◆ **EXTRACTED MATERIAL**
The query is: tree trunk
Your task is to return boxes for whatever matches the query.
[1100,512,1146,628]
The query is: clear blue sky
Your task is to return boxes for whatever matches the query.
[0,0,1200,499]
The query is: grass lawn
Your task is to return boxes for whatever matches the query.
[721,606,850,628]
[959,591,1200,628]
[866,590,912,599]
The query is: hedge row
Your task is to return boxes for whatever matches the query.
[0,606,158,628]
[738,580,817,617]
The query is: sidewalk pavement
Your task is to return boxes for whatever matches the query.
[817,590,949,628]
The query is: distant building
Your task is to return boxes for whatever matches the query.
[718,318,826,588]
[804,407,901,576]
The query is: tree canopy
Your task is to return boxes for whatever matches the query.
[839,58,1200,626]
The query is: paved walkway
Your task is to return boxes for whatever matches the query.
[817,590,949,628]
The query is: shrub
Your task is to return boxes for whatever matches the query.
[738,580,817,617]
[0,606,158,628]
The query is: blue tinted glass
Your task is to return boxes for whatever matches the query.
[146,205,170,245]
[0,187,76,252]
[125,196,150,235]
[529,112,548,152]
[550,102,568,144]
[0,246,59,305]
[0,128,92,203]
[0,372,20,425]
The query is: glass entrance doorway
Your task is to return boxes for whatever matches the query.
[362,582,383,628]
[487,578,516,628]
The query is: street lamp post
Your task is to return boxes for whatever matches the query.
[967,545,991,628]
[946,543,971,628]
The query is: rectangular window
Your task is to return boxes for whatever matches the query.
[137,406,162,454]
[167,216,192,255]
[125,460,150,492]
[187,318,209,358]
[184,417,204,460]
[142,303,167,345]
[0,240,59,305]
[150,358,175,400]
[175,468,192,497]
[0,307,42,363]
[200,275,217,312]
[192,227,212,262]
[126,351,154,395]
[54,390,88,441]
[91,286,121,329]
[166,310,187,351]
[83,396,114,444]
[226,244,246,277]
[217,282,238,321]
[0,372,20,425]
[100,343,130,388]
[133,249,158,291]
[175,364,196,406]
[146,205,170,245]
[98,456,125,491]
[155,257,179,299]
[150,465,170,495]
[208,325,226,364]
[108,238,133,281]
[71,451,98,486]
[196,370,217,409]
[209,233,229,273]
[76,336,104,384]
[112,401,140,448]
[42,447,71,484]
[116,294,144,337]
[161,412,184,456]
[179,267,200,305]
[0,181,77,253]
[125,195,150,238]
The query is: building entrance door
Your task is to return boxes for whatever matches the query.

◆ **WHAT THE TASK REQUIRES**
Please retype all of the items above word for word, keeping every line in its original order.

◆ **OUTPUT**
The query is: tree trunk
Your task is to return boxes for whatever matches the query.
[1100,512,1146,628]
The query is: clear blue sky
Your task is to return boxes for whatever matches the query.
[0,0,1200,499]
The query is: grass lawn
Your task is to return boxes for whatever matches the query.
[721,606,850,628]
[959,591,1200,628]
[866,590,912,599]
The query is: hedge row
Your task is to return boxes for whatever matches the query.
[0,606,158,628]
[738,580,817,617]
The query is: sidewalk pavement
Your task is to return boxes for whatever matches the query.
[817,590,949,628]
The query is: distant building
Your task is to return boxes for whatever matches the query.
[718,318,826,588]
[804,407,901,576]
The query is: tree canopy
Your task is to return boxes for whatever matches the query.
[839,58,1200,626]
The query is: paved walkway
Your task is to return boxes for whatever matches the query.
[817,590,949,628]
The query is: shrub
Your task is to return boxes for whatever matches the query.
[738,580,817,617]
[0,606,158,628]
The query is: blue tinted glass
Your task is to return boxes for whatever matches the query.
[146,205,170,245]
[0,187,76,252]
[125,196,150,235]
[529,112,548,152]
[550,102,568,144]
[0,246,59,305]
[0,128,92,203]
[0,372,20,425]
The query is: glass entrance doorway
Your task is to return boxes for whatever matches the query.
[362,582,383,628]
[487,578,516,628]
The query is: street lamp post
Your task is to return boxes for whatever matches the query.
[967,545,991,628]
[946,543,971,628]
The query is: rectangular window
Your task is to return boxes for whatever matches the query.
[137,406,162,454]
[167,216,192,255]
[125,460,150,492]
[187,318,209,358]
[184,417,204,460]
[142,303,167,345]
[0,240,59,305]
[150,358,175,400]
[175,468,192,497]
[0,307,42,363]
[200,275,217,312]
[192,227,212,262]
[126,351,154,395]
[54,390,88,441]
[91,286,121,329]
[166,310,187,351]
[83,396,114,444]
[226,244,246,277]
[217,282,238,321]
[0,372,20,425]
[100,343,130,388]
[133,249,158,291]
[175,364,196,406]
[146,205,170,245]
[98,456,125,491]
[155,257,179,299]
[150,465,170,495]
[208,325,226,364]
[108,238,133,281]
[71,451,98,486]
[196,370,217,409]
[209,233,229,273]
[76,336,104,384]
[112,401,140,448]
[42,447,71,484]
[116,294,144,337]
[161,412,184,456]
[179,267,200,305]
[0,181,77,253]
[125,195,150,238]
The query is: building entrance door
Your task is to return boxes for whatever matches the query.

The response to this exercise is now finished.